**Exercises:**
A: Answer these from the text about the Marine Building window drawing, marking each answer to match its question:
(i) What is the author releasing in the new year?
(ii) For which architectural firm was the drawing created?
(iii) At which auction, and in what city, did the drawing sell?
B: Please continue the text about the Marine Building window drawing from the point where it stops.

═══ Text excerpt

I have a few unpublished drafts I’m going to release in the new year, and here is the first of a short series.
This drawing was created for McCarter & Nairne Architects, and it is believed to be an unrealized window for the lobby of the Marine Building, featuring what could either be Captain Vancouver’s arrival in the Burrard Inlet in 1772, or Captain James Cook’s arrival at Nootka Sound in 1778. Aboriginal canoes can be seen at left, providing escort to the landing party. This drawing sold at Kilshaws auction in Victoria a few years ago, and sold from one member of the famous architectural firm’s family to another.

══════
═══ Supplied entries

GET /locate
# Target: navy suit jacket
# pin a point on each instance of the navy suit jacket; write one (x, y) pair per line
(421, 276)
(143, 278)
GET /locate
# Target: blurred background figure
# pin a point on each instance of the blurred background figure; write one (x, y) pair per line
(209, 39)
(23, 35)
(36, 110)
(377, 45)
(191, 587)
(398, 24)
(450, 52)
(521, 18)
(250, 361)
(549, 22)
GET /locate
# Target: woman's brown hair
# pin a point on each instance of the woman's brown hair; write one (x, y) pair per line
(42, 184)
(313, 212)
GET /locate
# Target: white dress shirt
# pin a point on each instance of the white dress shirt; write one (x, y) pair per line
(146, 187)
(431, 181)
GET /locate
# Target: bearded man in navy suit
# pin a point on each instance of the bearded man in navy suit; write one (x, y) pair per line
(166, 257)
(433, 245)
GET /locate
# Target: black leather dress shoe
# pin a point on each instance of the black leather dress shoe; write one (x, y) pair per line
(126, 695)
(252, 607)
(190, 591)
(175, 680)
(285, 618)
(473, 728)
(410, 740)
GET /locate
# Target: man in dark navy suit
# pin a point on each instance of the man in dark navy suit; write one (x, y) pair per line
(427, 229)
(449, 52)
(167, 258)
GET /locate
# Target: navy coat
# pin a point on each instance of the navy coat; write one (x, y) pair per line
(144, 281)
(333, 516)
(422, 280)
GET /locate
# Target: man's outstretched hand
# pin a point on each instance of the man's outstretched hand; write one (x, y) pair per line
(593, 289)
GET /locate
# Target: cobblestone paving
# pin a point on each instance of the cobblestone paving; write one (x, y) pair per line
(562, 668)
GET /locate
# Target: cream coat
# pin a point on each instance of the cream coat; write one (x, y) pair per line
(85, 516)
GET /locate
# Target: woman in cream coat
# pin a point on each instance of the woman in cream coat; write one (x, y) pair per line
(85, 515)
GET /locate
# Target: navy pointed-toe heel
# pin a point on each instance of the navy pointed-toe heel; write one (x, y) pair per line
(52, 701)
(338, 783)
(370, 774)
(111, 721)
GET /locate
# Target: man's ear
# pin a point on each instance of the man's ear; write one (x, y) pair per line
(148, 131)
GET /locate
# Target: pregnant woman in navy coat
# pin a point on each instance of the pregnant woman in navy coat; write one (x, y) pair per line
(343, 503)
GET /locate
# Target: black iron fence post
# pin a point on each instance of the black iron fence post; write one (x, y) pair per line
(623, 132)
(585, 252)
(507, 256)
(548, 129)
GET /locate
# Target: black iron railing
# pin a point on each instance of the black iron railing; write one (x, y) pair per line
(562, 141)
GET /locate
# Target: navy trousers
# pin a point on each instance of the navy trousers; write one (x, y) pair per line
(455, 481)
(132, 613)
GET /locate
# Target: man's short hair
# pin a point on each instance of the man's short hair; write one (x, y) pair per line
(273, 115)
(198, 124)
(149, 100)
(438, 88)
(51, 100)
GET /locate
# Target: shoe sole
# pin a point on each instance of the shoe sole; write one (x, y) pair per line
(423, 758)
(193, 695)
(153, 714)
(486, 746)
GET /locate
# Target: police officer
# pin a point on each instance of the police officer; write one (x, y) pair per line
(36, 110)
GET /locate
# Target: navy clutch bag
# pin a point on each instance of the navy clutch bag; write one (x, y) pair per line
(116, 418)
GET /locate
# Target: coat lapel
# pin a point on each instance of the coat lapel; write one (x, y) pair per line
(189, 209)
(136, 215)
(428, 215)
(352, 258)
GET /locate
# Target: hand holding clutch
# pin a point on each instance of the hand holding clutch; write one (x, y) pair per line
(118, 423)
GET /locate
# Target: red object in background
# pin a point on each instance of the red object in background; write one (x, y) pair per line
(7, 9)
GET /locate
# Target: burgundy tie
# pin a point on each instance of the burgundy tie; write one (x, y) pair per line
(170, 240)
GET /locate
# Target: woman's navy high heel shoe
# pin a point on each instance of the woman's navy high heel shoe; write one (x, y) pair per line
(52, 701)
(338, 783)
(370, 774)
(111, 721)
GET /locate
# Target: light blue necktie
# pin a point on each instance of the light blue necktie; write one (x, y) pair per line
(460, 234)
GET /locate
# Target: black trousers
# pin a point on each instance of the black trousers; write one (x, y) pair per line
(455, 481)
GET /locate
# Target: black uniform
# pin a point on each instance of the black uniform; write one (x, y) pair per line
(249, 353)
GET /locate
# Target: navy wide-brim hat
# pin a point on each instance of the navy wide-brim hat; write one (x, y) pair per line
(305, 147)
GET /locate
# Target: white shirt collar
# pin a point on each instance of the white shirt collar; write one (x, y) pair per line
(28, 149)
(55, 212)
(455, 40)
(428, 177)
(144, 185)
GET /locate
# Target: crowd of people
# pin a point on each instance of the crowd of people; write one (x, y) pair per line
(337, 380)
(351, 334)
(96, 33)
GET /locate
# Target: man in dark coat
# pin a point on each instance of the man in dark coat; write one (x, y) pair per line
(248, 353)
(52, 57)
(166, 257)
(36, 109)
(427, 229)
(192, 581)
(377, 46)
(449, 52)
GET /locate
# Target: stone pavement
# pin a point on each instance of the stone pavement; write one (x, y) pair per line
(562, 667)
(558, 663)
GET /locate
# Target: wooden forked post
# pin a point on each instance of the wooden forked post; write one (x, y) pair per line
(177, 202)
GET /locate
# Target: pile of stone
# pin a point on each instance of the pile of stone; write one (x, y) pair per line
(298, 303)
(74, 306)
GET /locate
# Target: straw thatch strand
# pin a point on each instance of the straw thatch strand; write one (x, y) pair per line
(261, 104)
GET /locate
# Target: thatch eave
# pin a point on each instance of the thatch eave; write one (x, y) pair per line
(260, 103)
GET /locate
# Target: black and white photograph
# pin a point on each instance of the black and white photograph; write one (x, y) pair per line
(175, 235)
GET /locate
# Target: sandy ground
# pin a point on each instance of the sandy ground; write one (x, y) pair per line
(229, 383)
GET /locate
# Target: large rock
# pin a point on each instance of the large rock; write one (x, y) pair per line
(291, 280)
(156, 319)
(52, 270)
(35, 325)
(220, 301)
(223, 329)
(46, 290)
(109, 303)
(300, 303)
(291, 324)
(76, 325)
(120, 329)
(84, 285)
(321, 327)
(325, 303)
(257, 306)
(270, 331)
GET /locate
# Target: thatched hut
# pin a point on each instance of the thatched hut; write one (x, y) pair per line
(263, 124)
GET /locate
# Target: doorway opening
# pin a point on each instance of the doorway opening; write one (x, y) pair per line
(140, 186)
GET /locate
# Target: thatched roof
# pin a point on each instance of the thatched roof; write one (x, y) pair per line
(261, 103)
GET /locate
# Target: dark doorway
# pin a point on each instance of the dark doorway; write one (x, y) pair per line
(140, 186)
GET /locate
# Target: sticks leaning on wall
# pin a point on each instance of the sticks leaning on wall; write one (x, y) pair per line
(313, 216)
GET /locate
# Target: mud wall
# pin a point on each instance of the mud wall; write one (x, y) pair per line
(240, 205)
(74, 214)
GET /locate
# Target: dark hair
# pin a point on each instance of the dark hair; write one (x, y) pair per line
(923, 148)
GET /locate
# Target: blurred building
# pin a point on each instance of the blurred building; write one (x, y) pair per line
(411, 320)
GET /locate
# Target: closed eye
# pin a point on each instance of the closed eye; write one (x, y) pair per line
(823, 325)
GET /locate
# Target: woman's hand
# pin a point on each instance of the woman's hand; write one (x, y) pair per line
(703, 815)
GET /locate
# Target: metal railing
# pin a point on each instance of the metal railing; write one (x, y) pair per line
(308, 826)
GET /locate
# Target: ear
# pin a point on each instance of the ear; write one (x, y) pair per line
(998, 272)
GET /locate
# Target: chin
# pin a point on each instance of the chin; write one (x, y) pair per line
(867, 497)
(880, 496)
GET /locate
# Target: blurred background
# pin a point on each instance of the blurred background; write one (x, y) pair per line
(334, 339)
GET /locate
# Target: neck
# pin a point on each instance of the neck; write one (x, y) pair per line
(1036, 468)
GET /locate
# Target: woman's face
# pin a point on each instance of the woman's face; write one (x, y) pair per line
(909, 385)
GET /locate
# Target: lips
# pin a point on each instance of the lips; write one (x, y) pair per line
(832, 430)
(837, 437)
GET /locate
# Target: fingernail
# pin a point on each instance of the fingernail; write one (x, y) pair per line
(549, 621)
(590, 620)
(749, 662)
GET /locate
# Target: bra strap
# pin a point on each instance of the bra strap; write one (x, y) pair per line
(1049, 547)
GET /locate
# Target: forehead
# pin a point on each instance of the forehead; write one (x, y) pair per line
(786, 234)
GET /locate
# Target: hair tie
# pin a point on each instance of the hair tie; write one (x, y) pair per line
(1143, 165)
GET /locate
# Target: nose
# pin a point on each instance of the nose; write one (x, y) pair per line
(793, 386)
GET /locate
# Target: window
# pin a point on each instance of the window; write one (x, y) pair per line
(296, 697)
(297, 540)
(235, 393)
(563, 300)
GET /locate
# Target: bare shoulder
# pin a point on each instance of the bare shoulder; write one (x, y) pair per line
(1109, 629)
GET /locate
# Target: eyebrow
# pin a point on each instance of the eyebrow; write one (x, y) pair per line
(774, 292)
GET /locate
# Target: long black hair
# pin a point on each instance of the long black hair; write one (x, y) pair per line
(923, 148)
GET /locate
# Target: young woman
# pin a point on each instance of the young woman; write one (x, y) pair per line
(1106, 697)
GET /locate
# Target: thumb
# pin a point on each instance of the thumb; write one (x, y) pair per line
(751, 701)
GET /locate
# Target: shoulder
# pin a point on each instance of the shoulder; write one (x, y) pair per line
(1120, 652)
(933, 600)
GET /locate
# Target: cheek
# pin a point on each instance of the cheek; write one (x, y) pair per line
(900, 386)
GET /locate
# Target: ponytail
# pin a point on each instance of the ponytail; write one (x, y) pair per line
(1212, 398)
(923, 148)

══════

**Task-by-task outputs:**
A:
(i) A few unpublished drafts, released as a short series.
(ii) McCarter & Nairne Architects.
(iii) Kilshaws auction, in Victoria.

B:
The auction made the news at the time, as seen here. In a followup story, John Mackie relays a bit more info about a man who had a hand in the construction of the Marine Building:
The beautiful lobby was largely the work of “constructive decorator” John Greed, who later worked in Hollywood. Legend has it part of the building was designed by an Australian architect whose name was forgotten. Recently, a replicate bronze osprey from the Marine Building sold at auction in Victoria for $18,000. After I wrote a story about it, reader Stuart Tarbuck emailed a transcript of an interview with architect Bob McGilvray where he relates the anonymous Australian’s name: Cheerio Brown. Apparently, Cheerio was a “less than sober fellow” who arrived in town “off a recently arrived boat.” He went to McCarter and Nairne for a job, and they put him to work on the Marine Building. When he finished, he jumped on a boat and went home.If you do an online search you can find some lovely art deco buildings in Mackay, Australia that were designed by Harold V.M. Brown, who may well be the same guy.
Here’s to all the craftsmen, anonymous and otherwise, who have helped to build the city into the metropolis it has become today.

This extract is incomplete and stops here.